╭─ Document text
By Zhao Xinying and Cao Yin | China Daily | Updated: 2017-08-26 07:16

Operators of discussion platforms must not manipulate posts for profit

People who run online forums are prohibited from making money by deleting or recommending comments, according to regulations released on Friday by the Office of the Central Leading Group for Cyberspace Affairs.

The rules take effect on Oct 1.

Employees of online platforms should not delete or recommend posts based on subjective opinions about their value or to earn money, the regulations said.

"They are also forbidden from deploying software or hiring people or commercial agencies to spread messages," they said. Forums were urged to operate within the law and according to commercial ethics, and operators were encouraged to shoulder their social responsibility.

New rules ban forum tinkering

Online forums were also asked to improve technology to protect people's personal information. Safety defects and loopholes that create risks should be found and remedied in a timely manner.

The regulations were released in the wake of a number of incidents that sparked public's attention. For example, Baidu Tieba, an online discussion platform, was accused last year of selling users' information from its hemophilia forum to unregulated private hospitals, making it easier for the hospitals to reach potential clients. The accusation triggered heated discussions about information security and the commercial ethics of websites.

The administration said that while online posts and comments have enriched people's lives, phenomena such as the spreading of rumors, the use of vulgar or otherwise uncivilized words and the posting of illegal information have emerged and created disorder.
╰─
> [Complete the following]:
- 1) In the article on China's online forum regulations, what phenomena did the administration say have emerged and created disorder? List them all.
- 2) According to the forum regulations article, on what date do the new rules take effect?
- 3) Continue the article on China's online forum regulations from its last sentence.
The material has no connection to the news article above.
╭─ Data to examine
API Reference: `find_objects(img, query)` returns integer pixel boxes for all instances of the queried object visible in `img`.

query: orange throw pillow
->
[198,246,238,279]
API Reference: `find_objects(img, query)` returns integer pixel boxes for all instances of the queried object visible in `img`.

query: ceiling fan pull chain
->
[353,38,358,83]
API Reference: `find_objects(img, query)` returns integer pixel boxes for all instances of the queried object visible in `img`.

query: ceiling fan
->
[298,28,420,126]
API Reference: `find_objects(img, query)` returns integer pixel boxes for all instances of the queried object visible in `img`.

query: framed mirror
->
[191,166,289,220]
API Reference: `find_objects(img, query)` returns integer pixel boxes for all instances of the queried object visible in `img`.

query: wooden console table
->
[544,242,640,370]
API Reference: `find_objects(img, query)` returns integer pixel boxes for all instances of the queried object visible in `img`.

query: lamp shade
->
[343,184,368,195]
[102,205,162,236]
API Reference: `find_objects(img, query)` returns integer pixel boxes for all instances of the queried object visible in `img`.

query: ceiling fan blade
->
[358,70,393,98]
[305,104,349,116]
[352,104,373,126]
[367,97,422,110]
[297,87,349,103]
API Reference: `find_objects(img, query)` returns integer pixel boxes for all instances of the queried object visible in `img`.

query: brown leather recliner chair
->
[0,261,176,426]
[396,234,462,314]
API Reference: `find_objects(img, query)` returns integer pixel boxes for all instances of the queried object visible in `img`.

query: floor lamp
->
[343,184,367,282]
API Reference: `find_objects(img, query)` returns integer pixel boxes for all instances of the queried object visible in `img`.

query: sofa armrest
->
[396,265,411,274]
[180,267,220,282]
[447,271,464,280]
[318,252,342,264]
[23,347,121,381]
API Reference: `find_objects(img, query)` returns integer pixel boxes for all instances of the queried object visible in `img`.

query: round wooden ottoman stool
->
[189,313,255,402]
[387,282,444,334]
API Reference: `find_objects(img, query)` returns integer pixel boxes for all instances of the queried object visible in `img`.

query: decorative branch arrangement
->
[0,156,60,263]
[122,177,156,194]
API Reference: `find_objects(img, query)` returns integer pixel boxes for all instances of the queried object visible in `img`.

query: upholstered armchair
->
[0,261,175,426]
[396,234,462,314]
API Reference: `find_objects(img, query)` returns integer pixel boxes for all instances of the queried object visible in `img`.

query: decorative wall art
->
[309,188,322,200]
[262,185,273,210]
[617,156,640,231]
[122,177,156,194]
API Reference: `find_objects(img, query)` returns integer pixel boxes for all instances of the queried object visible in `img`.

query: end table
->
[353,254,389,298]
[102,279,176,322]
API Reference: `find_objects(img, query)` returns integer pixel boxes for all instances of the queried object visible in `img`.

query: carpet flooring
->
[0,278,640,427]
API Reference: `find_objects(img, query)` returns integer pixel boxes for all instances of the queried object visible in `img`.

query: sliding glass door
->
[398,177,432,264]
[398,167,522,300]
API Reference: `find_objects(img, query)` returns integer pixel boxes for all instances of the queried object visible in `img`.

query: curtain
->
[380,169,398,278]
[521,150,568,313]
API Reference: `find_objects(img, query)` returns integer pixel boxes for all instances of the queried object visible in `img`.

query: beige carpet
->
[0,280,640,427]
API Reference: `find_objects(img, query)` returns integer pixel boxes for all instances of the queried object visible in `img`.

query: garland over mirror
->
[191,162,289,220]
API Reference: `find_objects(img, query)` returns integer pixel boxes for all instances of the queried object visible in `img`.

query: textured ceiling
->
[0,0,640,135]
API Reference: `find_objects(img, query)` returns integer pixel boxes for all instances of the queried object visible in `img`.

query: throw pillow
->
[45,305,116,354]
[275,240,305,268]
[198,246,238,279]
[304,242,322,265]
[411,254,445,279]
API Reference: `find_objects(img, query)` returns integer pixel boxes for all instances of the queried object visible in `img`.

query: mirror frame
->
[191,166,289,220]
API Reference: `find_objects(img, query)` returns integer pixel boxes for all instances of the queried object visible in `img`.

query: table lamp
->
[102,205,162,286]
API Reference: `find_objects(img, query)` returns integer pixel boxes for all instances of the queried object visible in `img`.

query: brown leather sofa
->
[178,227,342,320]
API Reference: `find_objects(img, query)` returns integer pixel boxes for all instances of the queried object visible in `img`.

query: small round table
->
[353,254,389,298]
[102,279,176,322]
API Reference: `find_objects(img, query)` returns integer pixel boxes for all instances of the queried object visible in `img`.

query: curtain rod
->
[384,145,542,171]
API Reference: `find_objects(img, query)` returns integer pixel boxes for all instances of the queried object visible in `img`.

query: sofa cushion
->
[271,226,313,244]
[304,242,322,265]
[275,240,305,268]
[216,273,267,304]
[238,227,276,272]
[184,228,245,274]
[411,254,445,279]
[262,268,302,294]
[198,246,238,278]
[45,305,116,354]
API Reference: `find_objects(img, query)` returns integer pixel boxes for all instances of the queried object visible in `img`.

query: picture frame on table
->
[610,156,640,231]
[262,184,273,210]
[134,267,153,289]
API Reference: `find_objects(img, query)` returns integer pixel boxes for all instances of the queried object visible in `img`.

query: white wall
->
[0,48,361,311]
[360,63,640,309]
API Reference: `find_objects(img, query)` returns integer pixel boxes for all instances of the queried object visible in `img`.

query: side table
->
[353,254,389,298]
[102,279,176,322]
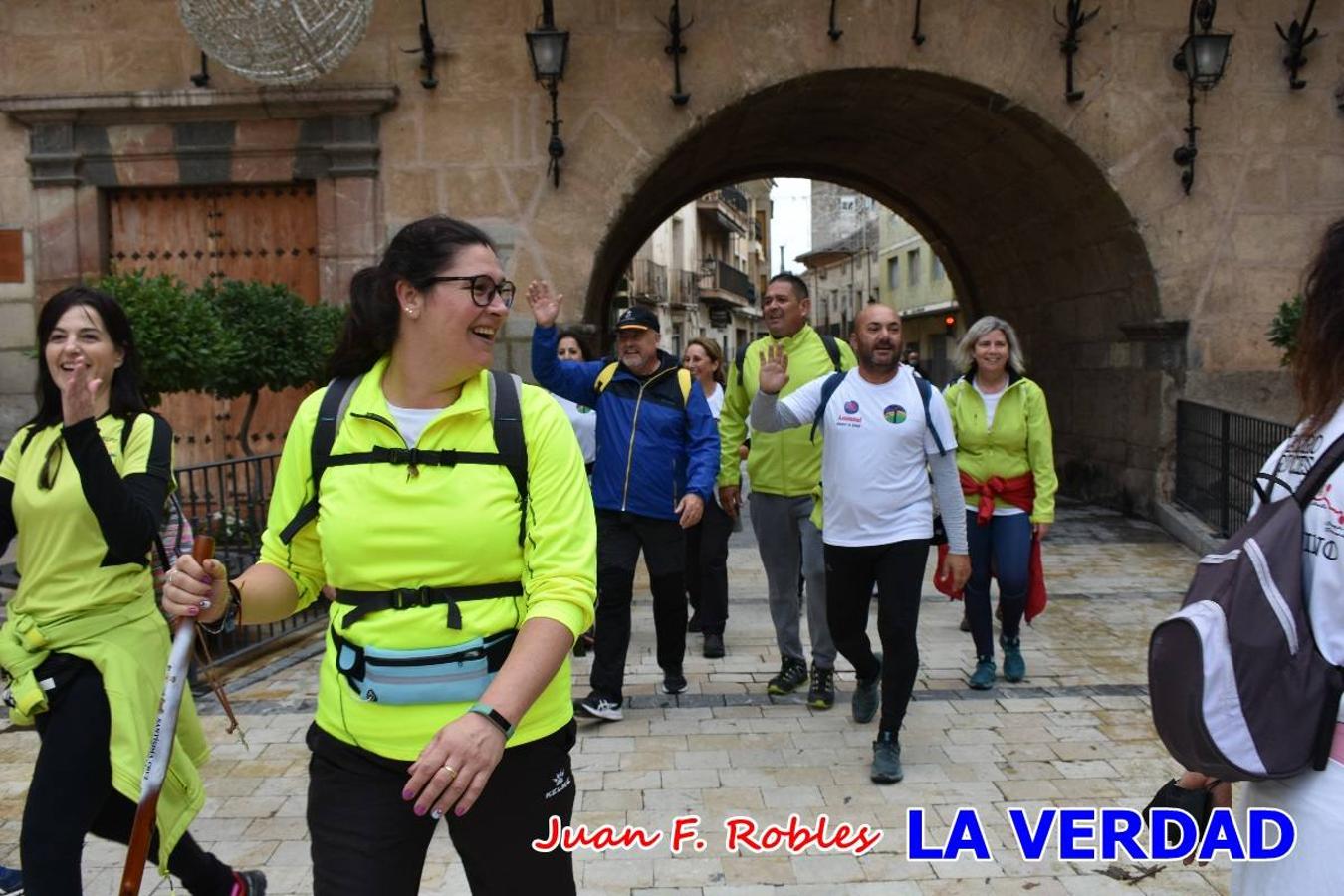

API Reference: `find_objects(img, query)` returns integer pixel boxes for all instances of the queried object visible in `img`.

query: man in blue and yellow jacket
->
[527,282,719,720]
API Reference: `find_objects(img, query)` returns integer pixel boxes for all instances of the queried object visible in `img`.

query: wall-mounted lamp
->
[653,0,695,107]
[910,0,928,47]
[1274,0,1320,90]
[1053,0,1101,103]
[1172,0,1232,195]
[191,51,210,88]
[527,0,569,189]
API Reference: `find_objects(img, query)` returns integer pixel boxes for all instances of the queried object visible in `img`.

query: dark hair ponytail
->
[1293,219,1344,435]
[330,215,495,376]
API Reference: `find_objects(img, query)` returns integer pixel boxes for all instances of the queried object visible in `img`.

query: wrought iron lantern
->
[1172,0,1232,195]
[527,0,569,189]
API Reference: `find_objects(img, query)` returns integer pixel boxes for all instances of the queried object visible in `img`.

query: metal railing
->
[1175,401,1293,538]
[176,454,327,673]
[700,259,756,303]
[719,187,748,215]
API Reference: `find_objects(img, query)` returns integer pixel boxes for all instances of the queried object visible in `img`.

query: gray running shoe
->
[849,653,882,726]
[868,731,906,784]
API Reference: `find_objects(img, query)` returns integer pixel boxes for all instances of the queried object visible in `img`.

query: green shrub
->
[1268,293,1302,366]
[93,270,223,407]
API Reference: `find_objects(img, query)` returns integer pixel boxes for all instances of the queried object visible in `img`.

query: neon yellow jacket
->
[0,414,210,874]
[261,358,596,761]
[942,373,1059,523]
[718,324,855,497]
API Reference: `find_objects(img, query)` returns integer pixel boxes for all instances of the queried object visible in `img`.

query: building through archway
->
[586,69,1166,504]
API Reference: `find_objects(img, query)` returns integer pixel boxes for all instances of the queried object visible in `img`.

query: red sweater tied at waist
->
[959,470,1036,526]
[933,472,1049,624]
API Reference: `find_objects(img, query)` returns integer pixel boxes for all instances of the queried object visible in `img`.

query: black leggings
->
[19,654,234,896]
[825,539,929,732]
[686,499,733,635]
[308,720,576,896]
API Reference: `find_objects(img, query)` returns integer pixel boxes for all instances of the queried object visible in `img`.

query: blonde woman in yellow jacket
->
[942,316,1059,691]
[0,286,266,896]
[164,216,596,896]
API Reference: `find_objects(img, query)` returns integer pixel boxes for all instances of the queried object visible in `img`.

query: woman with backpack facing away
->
[164,216,596,896]
[942,316,1059,691]
[1178,219,1344,895]
[681,337,733,660]
[0,286,266,896]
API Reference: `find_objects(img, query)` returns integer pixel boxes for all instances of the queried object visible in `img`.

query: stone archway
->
[586,69,1166,511]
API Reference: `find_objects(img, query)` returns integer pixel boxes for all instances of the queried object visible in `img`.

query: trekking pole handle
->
[118,535,215,896]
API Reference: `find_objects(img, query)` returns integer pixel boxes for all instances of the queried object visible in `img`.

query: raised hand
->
[61,358,103,426]
[527,280,564,327]
[760,345,788,395]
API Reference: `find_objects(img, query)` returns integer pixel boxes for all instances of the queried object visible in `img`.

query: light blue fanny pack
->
[332,627,518,705]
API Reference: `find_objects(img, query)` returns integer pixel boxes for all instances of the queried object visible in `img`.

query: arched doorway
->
[586,69,1179,511]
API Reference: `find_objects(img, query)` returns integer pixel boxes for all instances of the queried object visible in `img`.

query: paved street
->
[0,504,1229,896]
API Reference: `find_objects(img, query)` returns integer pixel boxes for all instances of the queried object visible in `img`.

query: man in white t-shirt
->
[752,304,971,784]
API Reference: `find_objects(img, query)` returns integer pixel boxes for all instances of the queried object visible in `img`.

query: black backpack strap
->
[915,376,948,457]
[491,370,527,544]
[807,370,845,442]
[280,376,363,544]
[1294,435,1344,511]
[817,334,841,373]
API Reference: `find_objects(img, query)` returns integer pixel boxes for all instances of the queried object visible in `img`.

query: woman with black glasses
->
[0,286,266,896]
[164,216,596,896]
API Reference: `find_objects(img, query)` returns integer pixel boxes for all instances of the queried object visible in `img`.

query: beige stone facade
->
[0,0,1344,509]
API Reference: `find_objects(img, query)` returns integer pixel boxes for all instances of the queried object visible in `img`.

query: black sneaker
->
[659,674,686,695]
[849,653,882,726]
[229,870,266,896]
[807,665,836,709]
[579,691,625,722]
[765,657,807,696]
[868,731,906,784]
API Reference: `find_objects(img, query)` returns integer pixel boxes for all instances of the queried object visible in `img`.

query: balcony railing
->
[177,454,327,673]
[700,259,756,303]
[696,187,752,236]
[630,258,671,304]
[1175,401,1293,538]
[668,268,700,308]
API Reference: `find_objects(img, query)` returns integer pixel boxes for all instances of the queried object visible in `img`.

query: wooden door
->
[108,183,320,466]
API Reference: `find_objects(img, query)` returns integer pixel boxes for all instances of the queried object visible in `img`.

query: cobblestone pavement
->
[0,504,1230,896]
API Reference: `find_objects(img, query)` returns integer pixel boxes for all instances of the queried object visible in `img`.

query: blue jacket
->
[533,327,719,520]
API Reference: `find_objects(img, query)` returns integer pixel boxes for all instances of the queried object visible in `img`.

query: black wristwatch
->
[466,703,516,740]
[197,581,243,634]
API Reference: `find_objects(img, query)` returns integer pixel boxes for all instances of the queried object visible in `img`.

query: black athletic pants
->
[825,539,929,731]
[588,509,686,701]
[308,720,576,896]
[686,499,733,635]
[19,654,234,896]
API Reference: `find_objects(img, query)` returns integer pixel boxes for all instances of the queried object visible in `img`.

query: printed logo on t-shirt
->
[836,400,863,430]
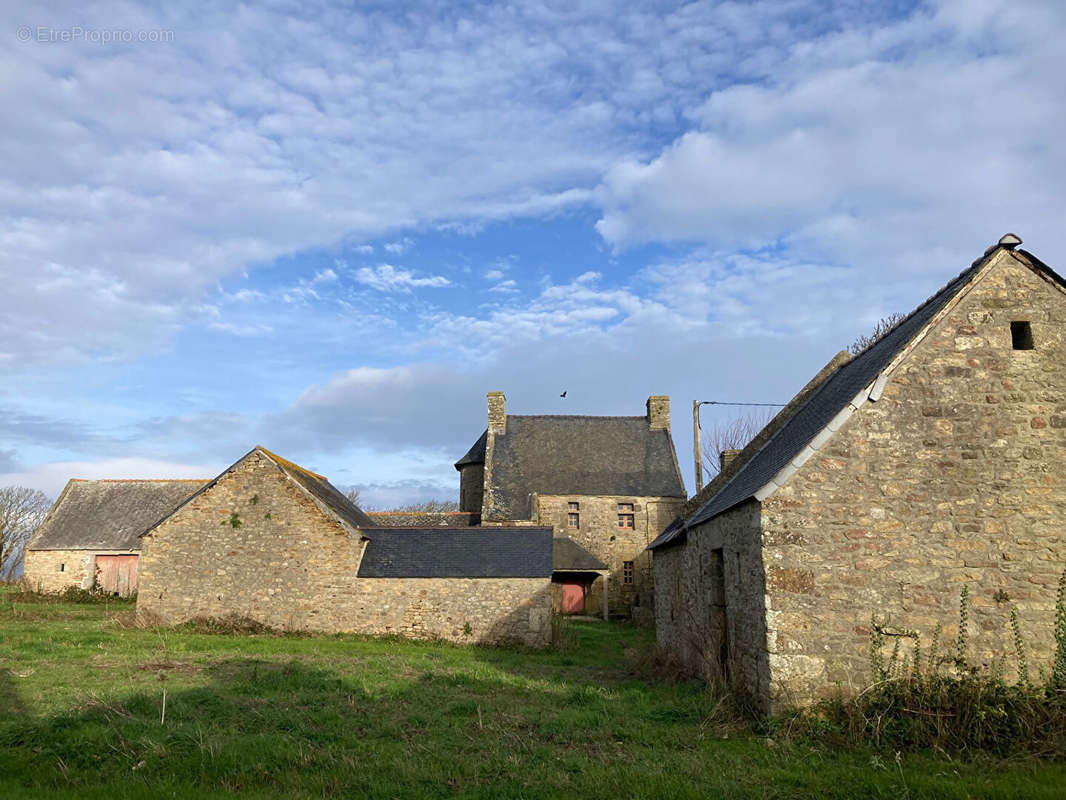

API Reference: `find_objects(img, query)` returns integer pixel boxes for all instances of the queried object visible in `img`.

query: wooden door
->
[96,556,138,597]
[563,583,585,614]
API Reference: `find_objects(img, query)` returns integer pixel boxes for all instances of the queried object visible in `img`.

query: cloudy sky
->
[0,0,1066,506]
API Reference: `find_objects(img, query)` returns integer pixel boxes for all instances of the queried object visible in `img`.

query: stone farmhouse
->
[22,479,207,596]
[650,235,1066,709]
[455,391,687,621]
[138,447,552,646]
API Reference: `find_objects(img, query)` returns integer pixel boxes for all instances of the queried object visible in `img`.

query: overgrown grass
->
[784,571,1066,758]
[0,590,1066,800]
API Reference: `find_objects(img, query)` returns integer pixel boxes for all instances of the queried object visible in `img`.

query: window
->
[1011,321,1033,350]
[566,502,581,528]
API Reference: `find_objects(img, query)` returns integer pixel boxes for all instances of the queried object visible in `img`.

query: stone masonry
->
[656,250,1066,707]
[535,495,683,614]
[138,452,551,646]
[22,549,138,592]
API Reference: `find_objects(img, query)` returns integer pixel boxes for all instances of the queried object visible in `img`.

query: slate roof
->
[366,511,481,528]
[359,527,552,578]
[475,414,685,519]
[455,430,488,469]
[28,479,207,550]
[648,247,1066,549]
[551,537,607,572]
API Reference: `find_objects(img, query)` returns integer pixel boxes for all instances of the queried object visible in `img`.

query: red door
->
[96,556,138,597]
[563,583,585,614]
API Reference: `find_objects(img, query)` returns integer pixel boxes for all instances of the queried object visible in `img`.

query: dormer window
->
[1011,320,1033,350]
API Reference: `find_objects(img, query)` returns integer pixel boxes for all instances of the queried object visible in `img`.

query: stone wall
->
[459,464,485,515]
[536,495,682,614]
[138,453,551,646]
[655,500,770,708]
[762,254,1066,702]
[22,550,138,592]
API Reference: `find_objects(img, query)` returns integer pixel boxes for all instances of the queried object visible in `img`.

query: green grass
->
[0,589,1066,800]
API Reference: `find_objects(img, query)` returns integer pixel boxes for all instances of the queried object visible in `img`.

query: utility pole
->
[692,400,704,494]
╰─
> [Answer section]:
- 1)
- The spreading of rumors
- The use of vulgar or otherwise uncivilized words
- The posting of illegal information

- 2) October 1.

- 3)
Such incidents should be controlled and punished, making for a better online environment, it said.

The regulations also ask cyberspace affairs offices at the provincial and regional levels to set up a credit and blacklist system as a way to strengthen management and supervision of online forums.

Liu Deliang, a professor of law at Beijing Normal University, said the regulations should be more detailed and specific. He said they should guide the actions not only of online forums but also the general behavior of internet users.

"I think it's not necessary to set up credit and blacklist systems in provinces and regions, as that will result in different standards and judgments between offices across the country," he said.

In addition to the requirements for forum operators, the regulations said the platforms should check users' information carefully to confirm real identities before allowing people to post and comment.

"Websites should stick to a principle that each user's real name is visible at the website's back end, while users can decide the names they want to use on the front end," the regulations said.